From the lines below, keep only those that contain the string "outline", and copy each one. Case counts.

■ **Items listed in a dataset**
* BEGIN *

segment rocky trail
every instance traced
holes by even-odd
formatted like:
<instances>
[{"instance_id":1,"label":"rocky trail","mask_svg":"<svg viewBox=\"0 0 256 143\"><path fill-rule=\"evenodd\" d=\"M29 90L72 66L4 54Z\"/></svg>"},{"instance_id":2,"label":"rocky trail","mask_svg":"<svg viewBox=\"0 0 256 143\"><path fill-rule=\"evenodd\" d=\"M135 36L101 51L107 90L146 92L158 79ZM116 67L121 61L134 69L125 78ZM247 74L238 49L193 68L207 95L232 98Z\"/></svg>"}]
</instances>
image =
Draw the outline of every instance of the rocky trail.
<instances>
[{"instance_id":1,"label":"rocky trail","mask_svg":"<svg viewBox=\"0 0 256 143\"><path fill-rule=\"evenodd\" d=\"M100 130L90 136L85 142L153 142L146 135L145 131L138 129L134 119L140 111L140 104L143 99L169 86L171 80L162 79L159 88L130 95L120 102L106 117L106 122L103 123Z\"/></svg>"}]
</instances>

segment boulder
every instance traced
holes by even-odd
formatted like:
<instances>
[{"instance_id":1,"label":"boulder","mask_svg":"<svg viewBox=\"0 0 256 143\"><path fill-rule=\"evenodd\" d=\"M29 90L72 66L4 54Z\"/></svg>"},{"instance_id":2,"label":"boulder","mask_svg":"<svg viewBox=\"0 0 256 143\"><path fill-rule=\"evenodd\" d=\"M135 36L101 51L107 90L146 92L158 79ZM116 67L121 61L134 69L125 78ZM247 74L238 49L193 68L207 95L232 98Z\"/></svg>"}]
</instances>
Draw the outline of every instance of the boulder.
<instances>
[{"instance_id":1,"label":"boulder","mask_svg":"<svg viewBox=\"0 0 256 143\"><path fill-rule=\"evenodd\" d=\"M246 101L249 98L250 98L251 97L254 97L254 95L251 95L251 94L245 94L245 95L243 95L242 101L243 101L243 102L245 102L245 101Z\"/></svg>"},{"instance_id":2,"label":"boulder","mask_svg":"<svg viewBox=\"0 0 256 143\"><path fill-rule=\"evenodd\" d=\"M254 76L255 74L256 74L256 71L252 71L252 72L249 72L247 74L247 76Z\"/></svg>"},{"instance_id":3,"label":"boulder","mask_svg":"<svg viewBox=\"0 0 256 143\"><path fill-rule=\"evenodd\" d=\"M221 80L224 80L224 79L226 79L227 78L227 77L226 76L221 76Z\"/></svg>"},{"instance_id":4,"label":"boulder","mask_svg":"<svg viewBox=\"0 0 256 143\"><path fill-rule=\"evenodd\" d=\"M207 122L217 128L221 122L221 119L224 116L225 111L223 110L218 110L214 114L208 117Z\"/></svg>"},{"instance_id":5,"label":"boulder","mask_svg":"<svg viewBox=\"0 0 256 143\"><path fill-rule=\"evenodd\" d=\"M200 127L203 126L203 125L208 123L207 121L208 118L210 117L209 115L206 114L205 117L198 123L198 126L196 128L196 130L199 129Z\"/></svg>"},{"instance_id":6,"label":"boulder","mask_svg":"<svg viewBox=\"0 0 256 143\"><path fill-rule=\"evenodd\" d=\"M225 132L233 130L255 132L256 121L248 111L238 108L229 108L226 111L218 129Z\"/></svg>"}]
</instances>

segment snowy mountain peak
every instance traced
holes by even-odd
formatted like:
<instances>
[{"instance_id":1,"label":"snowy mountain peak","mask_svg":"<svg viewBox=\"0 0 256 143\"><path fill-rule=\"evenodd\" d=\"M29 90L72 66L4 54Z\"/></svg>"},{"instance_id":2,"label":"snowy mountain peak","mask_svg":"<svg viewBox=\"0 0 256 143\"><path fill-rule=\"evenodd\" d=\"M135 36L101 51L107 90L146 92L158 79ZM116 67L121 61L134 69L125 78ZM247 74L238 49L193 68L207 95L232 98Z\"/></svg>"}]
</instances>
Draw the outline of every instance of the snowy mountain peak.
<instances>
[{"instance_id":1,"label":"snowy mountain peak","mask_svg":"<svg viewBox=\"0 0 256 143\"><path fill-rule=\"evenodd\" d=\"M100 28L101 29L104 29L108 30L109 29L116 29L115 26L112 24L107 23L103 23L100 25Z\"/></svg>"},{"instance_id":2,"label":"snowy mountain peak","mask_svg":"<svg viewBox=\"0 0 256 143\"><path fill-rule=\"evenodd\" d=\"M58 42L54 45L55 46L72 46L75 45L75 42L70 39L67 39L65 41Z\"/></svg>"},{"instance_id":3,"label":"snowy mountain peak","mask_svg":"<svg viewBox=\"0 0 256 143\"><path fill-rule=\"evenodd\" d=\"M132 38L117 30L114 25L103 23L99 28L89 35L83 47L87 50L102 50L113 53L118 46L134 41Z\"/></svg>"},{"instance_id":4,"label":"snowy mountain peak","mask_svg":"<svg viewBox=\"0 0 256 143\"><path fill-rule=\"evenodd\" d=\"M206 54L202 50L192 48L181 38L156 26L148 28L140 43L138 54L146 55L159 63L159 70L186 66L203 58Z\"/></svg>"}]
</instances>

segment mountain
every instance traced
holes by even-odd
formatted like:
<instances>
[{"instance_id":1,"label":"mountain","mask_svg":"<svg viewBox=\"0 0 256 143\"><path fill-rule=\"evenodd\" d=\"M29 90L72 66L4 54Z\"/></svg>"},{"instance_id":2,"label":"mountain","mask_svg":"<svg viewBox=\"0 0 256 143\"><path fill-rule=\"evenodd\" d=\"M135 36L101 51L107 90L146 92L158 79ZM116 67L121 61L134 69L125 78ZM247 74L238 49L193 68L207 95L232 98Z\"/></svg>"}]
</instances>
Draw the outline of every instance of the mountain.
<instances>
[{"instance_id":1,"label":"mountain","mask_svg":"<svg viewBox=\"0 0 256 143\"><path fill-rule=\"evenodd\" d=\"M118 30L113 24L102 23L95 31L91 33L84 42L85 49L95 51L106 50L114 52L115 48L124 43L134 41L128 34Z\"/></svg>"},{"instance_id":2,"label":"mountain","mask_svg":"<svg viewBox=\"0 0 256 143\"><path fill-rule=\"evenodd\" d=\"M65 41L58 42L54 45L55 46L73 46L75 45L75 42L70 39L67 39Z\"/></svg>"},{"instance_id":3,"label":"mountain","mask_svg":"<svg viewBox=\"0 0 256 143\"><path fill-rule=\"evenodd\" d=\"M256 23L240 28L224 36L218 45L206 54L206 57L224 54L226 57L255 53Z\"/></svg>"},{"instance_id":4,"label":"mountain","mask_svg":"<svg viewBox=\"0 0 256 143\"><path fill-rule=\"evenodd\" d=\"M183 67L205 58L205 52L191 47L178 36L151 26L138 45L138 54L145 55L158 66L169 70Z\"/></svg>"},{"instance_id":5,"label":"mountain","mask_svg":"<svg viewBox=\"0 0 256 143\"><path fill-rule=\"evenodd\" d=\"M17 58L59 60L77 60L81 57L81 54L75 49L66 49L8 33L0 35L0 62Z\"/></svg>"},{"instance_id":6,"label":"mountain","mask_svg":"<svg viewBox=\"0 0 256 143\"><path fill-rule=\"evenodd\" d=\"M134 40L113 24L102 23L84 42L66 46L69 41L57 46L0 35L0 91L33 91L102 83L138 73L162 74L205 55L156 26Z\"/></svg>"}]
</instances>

* END *

■ **RESULT**
Draw the outline of every instance of the rocky trail.
Draw the outline of every instance of the boulder.
Draw the outline of every instance of the snowy mountain peak.
Draw the outline of every instance of the mountain.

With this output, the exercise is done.